PAGE EXTRACT:
┄┄┄┄┄┄┄┄┄┄┄┄┄┄┄┄┄┄┄┄
Portage

December 29, 2009

Get Lost!

Filed under: Creating Space, Happiness, Reflection — Deborah @ 10:41 am

Up A CreekMy theme for 2009 was Free Fall. And it certainly proved to be true. I’ve learned more about letting go this year than I could have ever imagined. It was a tangled year, full of twists and turns and steep drops. This year, I’ve been able to let go more than ever of the things that once gripped me.

My life became cluttered with the sorting of medical paperwork for more than one family member. I’ve learned more than I care to about the medical mess this country has gotten itself into. And I’ve learned a little about home insurance in an eleven-month journey to finally enjoying my new front porch, provided by last winter’s snows too heavy for the old porch to support. 2009 has been full of the challenges of navigating rules, providing documentation, and finding people who are willing to do what they commit to.

I’m looking forward to the end of my 2009 “Free Fall” as the paperwork flutters behind me. This final letting go will be monumental for me. I can no longer see the importance of things I’ve been taught must be held with great reverence. An early January bonfire ought to clean up the last of the mess. And that is the Free Fall blessing of 2009.

Now, I’m looking at my 2010 theme and feeling like it’s time to “Get Lost!”

I’m ready to be a pioneer, an adventurer, stumbling in to new areas to survey broadly and examine minutely. I want to investigate new waters, explore new wilderness, discover what others may have long ago left behind and, when necessary, make my own crude maps as a way to encourage myself to go deeper.

I will not be a seeker, searcher or one on a quest. I’m not interested in any theme that might carry deep meaning or be a cause in any way. There will be no exploration plan or search for knowledge.

Beating about, kicking around, casting about, putting out feelers, and finding myself up a creek are more my style. All I’m looking for are a few effortless escapades and the simplicity in being lost.

“Explorers have to be ready to die lost.” ~Russell Hoban

December 27, 2009

Winter Solstice Sun

Filed under: Reflection, nature — Deborah @ 6:09 pm

WinterSunWith the Winter Solstice on December 21st, we in the North Country are immersed in more dark than light. I feel exhilarated when a sunny day comes my way and I don’t have to take all the responsibility for being the bright spot around my home. At the sun’s highest point during each day this time of year, it does not quite rise above my treetops. What I am left with though, is the beauty of sun spilling through the trees, making shining jewels of the snow that filters down through the branches.

I’m looking forward to seeing 2009 blown away on the white winds of change and curious about what 2010 has to offer.

October 1, 2009

Memories

Filed under: Happiness, Reflection, Time, nature — Tags: , , — Deborah @ 4:57 am

There’s a hard frost this morning. As the wind blows through the leaves, I can actually hear them clinking against each other. Soon, when the sun comes up and warms them, many will loose their grip and fall to the ground in a rain of gold and orange and red and brown.

Memories

Cold morning. The steam is rising off the creek, creating ghost-like wisps through the cedars.

I wonder about the seemingly substantial, the things in our lives that feel so solid. And then, just like the steam on the creek, the images of something once very real are gone in an instant with something as minor as the shift of the sun one degree. And I am left wondering if I imagined it. I suppose it does not matter if I imagined something as fleeting as the steam rising off the creek or my entire past. The memories are still rich and they sustain me.
┄┄┄┄┄┄┄┄┄┄┄┄┄┄┄┄┄┄┄┄
DATA FOR ANALYSIS:
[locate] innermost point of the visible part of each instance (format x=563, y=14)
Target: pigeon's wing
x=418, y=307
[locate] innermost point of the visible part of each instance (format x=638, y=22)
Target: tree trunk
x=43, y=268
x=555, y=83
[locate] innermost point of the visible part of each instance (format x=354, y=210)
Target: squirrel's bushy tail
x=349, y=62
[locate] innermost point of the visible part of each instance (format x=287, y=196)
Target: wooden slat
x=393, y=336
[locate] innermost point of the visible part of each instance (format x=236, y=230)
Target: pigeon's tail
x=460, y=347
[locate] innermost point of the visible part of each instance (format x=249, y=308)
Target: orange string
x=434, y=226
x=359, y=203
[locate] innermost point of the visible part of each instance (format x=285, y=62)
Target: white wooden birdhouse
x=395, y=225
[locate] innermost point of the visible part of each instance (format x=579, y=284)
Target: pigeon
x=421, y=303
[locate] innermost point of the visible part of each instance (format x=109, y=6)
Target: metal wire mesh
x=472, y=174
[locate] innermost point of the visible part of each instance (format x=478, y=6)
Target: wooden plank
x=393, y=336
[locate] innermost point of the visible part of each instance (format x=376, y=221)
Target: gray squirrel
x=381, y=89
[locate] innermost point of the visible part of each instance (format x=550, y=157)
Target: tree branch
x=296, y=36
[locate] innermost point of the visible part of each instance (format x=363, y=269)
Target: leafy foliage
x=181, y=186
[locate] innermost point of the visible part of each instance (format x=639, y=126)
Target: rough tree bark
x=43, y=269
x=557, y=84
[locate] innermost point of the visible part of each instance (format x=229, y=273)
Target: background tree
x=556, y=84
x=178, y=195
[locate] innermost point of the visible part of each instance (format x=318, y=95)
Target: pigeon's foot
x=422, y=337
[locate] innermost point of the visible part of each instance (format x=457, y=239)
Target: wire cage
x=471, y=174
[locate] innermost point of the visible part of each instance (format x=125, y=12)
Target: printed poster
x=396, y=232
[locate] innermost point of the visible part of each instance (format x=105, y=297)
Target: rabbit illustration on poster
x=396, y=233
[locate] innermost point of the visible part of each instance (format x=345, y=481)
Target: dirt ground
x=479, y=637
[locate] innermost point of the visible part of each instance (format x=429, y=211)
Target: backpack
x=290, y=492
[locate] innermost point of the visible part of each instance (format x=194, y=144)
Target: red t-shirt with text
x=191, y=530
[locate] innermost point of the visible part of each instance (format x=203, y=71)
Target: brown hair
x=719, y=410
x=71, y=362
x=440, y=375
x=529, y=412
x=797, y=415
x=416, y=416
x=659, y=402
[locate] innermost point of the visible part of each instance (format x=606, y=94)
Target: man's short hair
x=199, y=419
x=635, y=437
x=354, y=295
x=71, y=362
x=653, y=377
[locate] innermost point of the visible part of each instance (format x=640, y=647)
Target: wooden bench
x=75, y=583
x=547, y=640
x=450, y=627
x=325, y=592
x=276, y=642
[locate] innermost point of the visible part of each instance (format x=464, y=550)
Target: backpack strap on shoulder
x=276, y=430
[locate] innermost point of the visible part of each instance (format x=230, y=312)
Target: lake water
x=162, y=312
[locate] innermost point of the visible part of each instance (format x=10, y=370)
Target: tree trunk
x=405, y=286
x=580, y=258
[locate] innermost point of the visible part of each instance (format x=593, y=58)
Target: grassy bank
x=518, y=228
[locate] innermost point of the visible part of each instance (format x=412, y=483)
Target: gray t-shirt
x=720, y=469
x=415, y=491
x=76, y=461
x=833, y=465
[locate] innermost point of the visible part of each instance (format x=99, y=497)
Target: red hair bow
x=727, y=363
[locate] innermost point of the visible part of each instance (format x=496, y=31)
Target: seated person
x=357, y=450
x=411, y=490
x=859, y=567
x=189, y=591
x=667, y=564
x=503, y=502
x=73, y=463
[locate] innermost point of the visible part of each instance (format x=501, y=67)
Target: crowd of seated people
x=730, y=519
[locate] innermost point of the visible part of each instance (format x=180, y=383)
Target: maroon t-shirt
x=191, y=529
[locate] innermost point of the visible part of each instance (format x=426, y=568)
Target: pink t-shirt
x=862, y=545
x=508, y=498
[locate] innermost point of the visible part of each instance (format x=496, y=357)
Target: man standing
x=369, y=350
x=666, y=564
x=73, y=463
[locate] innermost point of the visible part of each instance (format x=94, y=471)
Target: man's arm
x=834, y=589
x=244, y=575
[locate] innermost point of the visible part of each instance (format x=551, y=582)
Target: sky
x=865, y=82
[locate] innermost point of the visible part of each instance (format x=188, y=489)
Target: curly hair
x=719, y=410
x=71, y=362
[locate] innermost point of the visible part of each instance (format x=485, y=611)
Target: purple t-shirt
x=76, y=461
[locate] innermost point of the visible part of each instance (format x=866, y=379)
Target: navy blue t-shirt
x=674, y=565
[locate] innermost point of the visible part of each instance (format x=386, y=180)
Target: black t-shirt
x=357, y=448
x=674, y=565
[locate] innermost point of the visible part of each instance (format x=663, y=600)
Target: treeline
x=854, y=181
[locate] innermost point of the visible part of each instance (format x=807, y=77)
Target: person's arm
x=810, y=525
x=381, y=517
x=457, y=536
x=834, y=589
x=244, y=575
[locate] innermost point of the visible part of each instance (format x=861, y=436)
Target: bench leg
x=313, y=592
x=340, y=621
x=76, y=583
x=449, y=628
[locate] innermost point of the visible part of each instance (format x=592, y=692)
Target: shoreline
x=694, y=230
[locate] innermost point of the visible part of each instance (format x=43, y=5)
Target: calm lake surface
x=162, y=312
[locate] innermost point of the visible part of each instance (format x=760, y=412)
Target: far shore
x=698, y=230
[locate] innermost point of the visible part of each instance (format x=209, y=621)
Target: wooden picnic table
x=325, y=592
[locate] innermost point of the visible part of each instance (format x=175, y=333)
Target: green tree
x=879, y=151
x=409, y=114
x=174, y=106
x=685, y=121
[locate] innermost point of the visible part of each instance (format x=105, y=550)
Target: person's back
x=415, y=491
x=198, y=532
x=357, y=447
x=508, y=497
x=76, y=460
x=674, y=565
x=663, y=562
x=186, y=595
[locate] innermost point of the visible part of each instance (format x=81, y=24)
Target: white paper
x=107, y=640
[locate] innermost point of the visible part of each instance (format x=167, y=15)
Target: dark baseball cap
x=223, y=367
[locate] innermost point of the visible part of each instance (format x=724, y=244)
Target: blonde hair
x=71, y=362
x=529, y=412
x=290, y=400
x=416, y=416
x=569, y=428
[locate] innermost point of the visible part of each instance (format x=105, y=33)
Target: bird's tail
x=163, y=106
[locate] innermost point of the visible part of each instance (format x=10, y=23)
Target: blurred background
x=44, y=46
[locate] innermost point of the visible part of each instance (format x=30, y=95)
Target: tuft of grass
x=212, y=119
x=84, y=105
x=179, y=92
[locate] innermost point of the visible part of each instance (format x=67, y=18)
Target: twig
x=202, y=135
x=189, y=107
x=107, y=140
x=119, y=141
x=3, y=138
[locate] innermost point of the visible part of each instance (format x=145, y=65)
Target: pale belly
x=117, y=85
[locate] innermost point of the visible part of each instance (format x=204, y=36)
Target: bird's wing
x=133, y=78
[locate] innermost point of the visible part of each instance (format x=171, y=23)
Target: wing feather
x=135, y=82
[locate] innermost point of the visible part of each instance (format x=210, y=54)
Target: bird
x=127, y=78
┄┄┄┄┄┄┄┄┄┄┄┄┄┄┄┄┄┄┄┄
REQUIRED WORK:
**1.** Answer these questions about the Portage blog posts:
(a) What was the writer's theme for 2009?
(b) How long did the writer's home insurance journey take before the new front porch could be enjoyed?
(c) In the post titled "Memories," what is rising off the creek on the cold morning?
**2.** Carry the Portage blog forward from the end of its "Memories" post, writing the next passage in the same reflective voice.

RESPONSES IN ORDER:
**1.**
(a) Free Fall.
(b) Eleven months.
(c) Steam.

**2.**
At the time, each experience is wonderful, or painful or peaceful or even magical in that one moment when it is present. And then, in the blink of an eye, it becomes a memory, something in the past to hold on to.

Our memories are ultimately all we are, I suppose. Something so simple, so sweet, so painful, or so inviting is really nothing more than a fleeting moment. But in that moment it also becomes a memory we will hold on to forever.

Sometimes I imagine myself being able to craft my future. If I just do this…If I just say that…If I am able to save a certain amount for later…If I invest in this…If I take time each day to plan…

And yet, when I choose to be still, to put all the plans and plots and good intentions on the back burner to simmer, I’m present enough to really experience the things that will create lasting memories. I don’t have to work for them. I don’t have to create rituals to make them happen. They are just there for me. And as my bank of memories grows, my present becomes more luscious. The past and the present become woven. The future? Well, I’ll just wait for it to become the present and I’ll see what memories unfold from that.

“Leftovers in their less visible form are called memories. Stored in the refrigerator of the mind and the cupboard of the heart.” ~Thomas Fuller

“Memory is not so brilliant as hope, but it is more beautiful and a thousand times more true.” ~George Denison Prentice

September 4, 2009

In The Eddy

Filed under: Reflection, Time, nature — Deborah @ 11:06 am

With August, we finally got summer. It was brief. Now, with the onset of September, I’m seeing more of the golden flowers that mark the end of summer. Around my home, there’s a burst of Black-eyed Susan and Goldenrod. And today is the day of the Corn Moon, the full moon in September that in older times marked the time to harvest the corn.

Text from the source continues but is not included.